Relative to the stars, the Sun appears to drift eastward about one degree per day along a path called the ecliptic because there are 360 degrees in any complete revolution (circle), which takes about 365 days in the case of one revolution of the Earth around the Sun. The star's heliacal rising will occur when the Earth has moved to a point in its orbit where the star appears on the eastern horizon at dawn. Each day after the heliacal rising, the star will rise slightly earlier and remain visible for longer before the light from the rising sun overwhelms it. Over the following days the star will move further and further westward (about one degree per day) relative to the Sun, until eventually it is no longer visible in the sky at sunrise because it has already set below the western horizon. This is called the acronycal setting.

The same star will reappear in the eastern sky at dawn approximately one year after its previous heliacal rising. For stars near the ecliptic, the small difference between the solar and sidereal years due to axial precession will cause their heliacal rising to recur about one sidereal year (about 365.2564 days) later, though this depends on its proper motion. For stars far from the ecliptic, the period is somewhat different and varies slowly, but in any case the heliacal rising will move all the way through the zodiac in about 26,000 years due to precession of the equinoxes.

Because the heliacal rising depends on the observation of the object, its exact timing can be dependent on weather conditions.

Heliacal phenomena and their use throughout history have made them useful points of reference in archeoastronomy.

Region descriptions in natural language:
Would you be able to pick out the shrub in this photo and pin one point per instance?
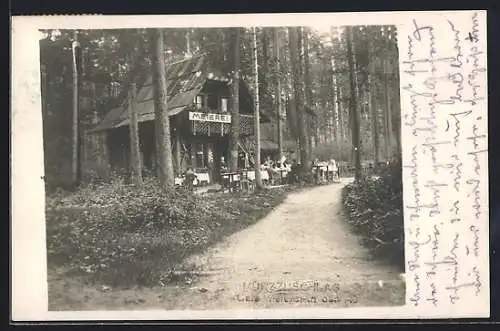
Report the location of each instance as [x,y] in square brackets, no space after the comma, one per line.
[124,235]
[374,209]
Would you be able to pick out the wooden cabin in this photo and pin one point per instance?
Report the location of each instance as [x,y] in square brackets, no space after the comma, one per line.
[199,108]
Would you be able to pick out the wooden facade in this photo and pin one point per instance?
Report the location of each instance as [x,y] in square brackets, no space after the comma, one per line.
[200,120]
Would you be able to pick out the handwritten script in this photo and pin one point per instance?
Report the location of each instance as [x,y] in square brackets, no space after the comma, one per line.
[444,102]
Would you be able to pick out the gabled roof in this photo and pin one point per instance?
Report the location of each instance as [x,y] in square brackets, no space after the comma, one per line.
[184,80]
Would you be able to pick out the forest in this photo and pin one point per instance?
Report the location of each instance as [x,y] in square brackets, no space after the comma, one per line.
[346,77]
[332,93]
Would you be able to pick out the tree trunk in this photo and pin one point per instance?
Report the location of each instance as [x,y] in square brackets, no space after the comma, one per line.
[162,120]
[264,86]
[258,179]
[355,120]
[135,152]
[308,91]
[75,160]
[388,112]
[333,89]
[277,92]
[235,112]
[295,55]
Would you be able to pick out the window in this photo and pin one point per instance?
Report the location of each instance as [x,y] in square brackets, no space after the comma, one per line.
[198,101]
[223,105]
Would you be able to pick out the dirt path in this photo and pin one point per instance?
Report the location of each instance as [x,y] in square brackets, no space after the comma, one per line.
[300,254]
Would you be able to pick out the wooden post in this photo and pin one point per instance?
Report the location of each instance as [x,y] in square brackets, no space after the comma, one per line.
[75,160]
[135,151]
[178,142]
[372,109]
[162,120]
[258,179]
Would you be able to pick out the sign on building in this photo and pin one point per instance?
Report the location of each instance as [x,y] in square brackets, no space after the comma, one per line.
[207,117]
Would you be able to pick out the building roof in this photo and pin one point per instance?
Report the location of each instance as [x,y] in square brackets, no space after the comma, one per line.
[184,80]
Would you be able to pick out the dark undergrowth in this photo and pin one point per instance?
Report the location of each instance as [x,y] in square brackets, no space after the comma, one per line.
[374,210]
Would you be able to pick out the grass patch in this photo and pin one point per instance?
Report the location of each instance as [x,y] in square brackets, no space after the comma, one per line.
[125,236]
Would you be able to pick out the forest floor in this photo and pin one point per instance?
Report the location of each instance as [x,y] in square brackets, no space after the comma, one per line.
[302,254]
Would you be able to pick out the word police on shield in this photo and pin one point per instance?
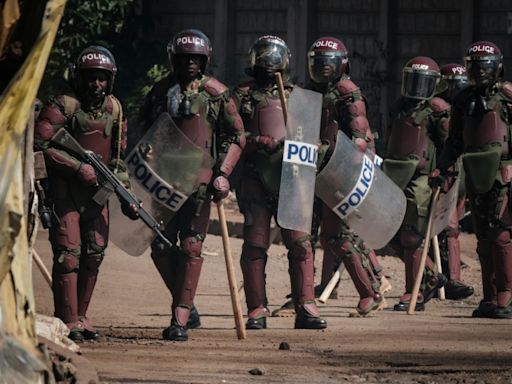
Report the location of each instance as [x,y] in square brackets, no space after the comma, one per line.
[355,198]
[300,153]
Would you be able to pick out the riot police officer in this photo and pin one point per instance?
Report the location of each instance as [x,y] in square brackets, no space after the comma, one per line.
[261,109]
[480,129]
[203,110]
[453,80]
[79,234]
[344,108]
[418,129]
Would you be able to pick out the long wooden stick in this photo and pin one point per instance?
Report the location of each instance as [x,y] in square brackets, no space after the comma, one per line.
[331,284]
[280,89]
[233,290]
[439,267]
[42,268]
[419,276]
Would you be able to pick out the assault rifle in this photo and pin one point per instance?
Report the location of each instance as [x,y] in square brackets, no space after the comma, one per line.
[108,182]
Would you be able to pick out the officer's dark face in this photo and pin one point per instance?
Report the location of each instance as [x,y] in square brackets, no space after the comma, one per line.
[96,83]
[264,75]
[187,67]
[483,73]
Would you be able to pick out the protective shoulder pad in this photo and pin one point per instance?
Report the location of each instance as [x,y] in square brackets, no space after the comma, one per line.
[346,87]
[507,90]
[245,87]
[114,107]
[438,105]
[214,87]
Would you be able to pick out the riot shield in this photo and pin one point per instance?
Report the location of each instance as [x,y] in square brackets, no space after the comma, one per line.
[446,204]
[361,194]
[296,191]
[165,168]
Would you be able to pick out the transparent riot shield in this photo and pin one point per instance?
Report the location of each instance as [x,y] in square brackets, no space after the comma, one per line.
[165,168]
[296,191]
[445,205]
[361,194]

Work order A: Please pull out the part of the passage on heliacal rising from "The same star" up to and including "on weather conditions.".
Work order B: Write what comes next in the passage on heliacal rising, picking up after its final sentence.
The data has nothing to do with the passage on heliacal rising.

Expected output A:
The same star will reappear in the eastern sky at dawn approximately one year after its previous heliacal rising. For stars near the ecliptic, the small difference between the solar and sidereal years due to axial precession will cause their heliacal rising to recur about one sidereal year (about 365.2564 days) later, though this depends on its proper motion. For stars far from the ecliptic, the period is somewhat different and varies slowly, but in any case the heliacal rising will move all the way through the zodiac in about 26,000 years due to precession of the equinoxes.

Because the heliacal rising depends on the observation of the object, its exact timing can be dependent on weather conditions.

Expected output B:
== Non-application to circumpolar stars ==
Some stars, when viewed from latitudes not at the equator, do not rise or set. These are circumpolar stars, which are either always in the sky or never. For example, the North Star (Polaris) is not visible in Australia and the Southern Cross is not seen in Europe, because they always stay below the respective horizons.

The term circumpolar is somewhat localised as between the Tropic of Cancer and the Equator, the Southern polar constellations have a brief spell of annual visibility (thus "heliacal" rising and "cosmic" setting) and the same applies as to the other polar constellations in respect of the reverse tropic.

== History ==
Constellations containing stars that rise and set were incorporated into early calendars or zodiacs. The Sumerians, Babylonians, Egyptians, and Greeks all used the heliacal risings of various stars for the timing of agricultural activities.

Because of its position about 40° off the ecliptic, the heliacal risings of the bright star Sirius in Ancient Egypt occurred not over a period of exactly one sidereal year but over a period called the "Sothic year" (from "Sothis", the name for the star Sirius). The Sothic year was about a minute longer than a Julian year of 365.25 days. Since the development of civilization, this has occurred at Cairo approximately on July 19 on the Julian calendar. (Note: The exact date varies with latitude, so that Sirius's return is observed about 8–10 days later on the Mediterranean coast than at Aswan. Official observations were made at Heliopolis or Memphis near Cairo, Thebes, and Elephantine near Aswan. The date at any location also slowly varies within the Gregorian calendar by about three days every four centuries. July 19 of the Julian Calendar occurs on August 1 Gregorian in the 20th and 21st centuries.) Its returns also roughly corresponded to the onset of the annual flooding of the Nile, although the flooding is based on the tropical year and so would occur about three quarters of a day earlier per century in the Julian or Sothic year. (July 19, 1000 BC in the Julian Calendar is July 10 in the proleptic Gregorian Calendar. At that time, the sun would be somewhere near Regulus in Leo, where it is around August 21 in the 2020s.) The ancient Egyptians appear to have constructed their 365-day civil calendar at a time when Wep Renpet, its New Year, corresponded with Sirius's return to the night sky. Although this calendar's lack of leap years caused the event to shift one day every four years or so, astronomical records of this displacement led to the discovery of the Sothic cycle and, later, the establishment of the more accurate Julian and Alexandrian calendars.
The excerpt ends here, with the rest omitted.